#### Passage for review
Multi-source data fusion, also known as information fusion, is a technology that enables the automated processing of integrated information. This technology originated in the military domain and has gradually been widely applied in the civilian sector after years of development. Today, it has achieved rapid advancements in various fields, including robot control, autonomous driving, and fault diagnosis [31]. The application of data fusion in fault diagnosis relies on the research object’s ability to collect information from multiple types of sensors. Additionally, to achieve a comprehensive analysis and accurate assessment of the fault status, it is necessary to utilize various signal processing techniques to obtain a rich feature space. By combining different intelligent algorithms, multi-level data fusion can be achieved, leading to the final assessment results.
According to the different levels of data fusion, data-fusion methods can be classified into three categories: data-level fusion, feature-level fusion, and decision-level fusion. When selecting different fusion levels, it is necessary to consider the balance between fusion performance and implementation cost [11].
########
#### Information shown
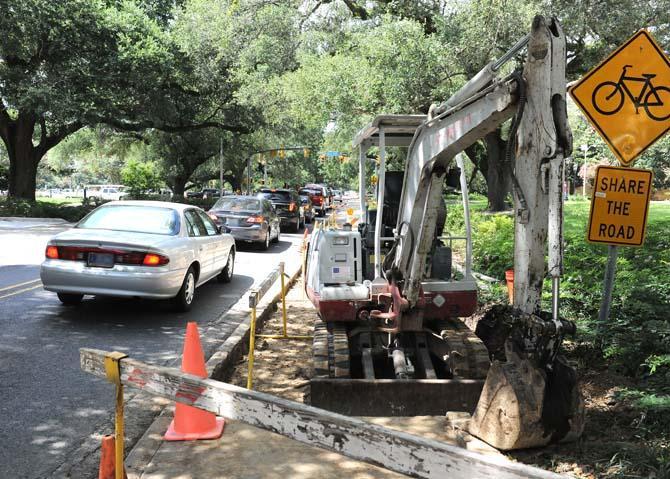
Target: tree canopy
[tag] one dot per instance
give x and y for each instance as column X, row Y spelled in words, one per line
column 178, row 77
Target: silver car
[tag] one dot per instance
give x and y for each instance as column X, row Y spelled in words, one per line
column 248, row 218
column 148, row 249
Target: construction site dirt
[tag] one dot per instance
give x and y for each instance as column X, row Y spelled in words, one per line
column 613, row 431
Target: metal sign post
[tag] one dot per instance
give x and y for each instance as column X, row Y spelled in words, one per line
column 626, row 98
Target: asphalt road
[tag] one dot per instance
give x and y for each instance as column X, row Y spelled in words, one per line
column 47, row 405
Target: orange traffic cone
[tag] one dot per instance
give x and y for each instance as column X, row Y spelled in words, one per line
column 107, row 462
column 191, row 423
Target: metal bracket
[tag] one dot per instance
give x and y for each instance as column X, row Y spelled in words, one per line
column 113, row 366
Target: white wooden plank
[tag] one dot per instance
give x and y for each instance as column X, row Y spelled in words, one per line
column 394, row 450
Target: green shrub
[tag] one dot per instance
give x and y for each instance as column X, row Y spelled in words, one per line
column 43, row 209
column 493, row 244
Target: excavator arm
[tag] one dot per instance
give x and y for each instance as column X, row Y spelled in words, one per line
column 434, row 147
########
#### Information shown
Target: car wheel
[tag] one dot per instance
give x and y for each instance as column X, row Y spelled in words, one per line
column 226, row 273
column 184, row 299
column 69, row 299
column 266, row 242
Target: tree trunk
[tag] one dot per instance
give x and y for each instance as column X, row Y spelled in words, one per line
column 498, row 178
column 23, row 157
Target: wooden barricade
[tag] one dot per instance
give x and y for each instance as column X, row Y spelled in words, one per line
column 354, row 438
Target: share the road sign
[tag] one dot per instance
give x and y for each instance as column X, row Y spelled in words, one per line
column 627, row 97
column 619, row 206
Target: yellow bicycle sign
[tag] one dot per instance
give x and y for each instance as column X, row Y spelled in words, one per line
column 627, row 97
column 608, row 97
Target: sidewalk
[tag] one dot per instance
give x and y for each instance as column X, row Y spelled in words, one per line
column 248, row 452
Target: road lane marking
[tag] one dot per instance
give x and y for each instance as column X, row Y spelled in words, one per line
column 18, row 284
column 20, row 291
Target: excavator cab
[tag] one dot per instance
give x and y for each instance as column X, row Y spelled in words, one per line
########
#### Goal of the exercise:
In the passage on multi-source data fusion, what three categories are data-fusion methods divided into by fusion level? The data above are separate material with no connection to the passage on data fusion.

#### Exercise answer:
Data-level fusion, feature-level fusion, and decision-level fusion.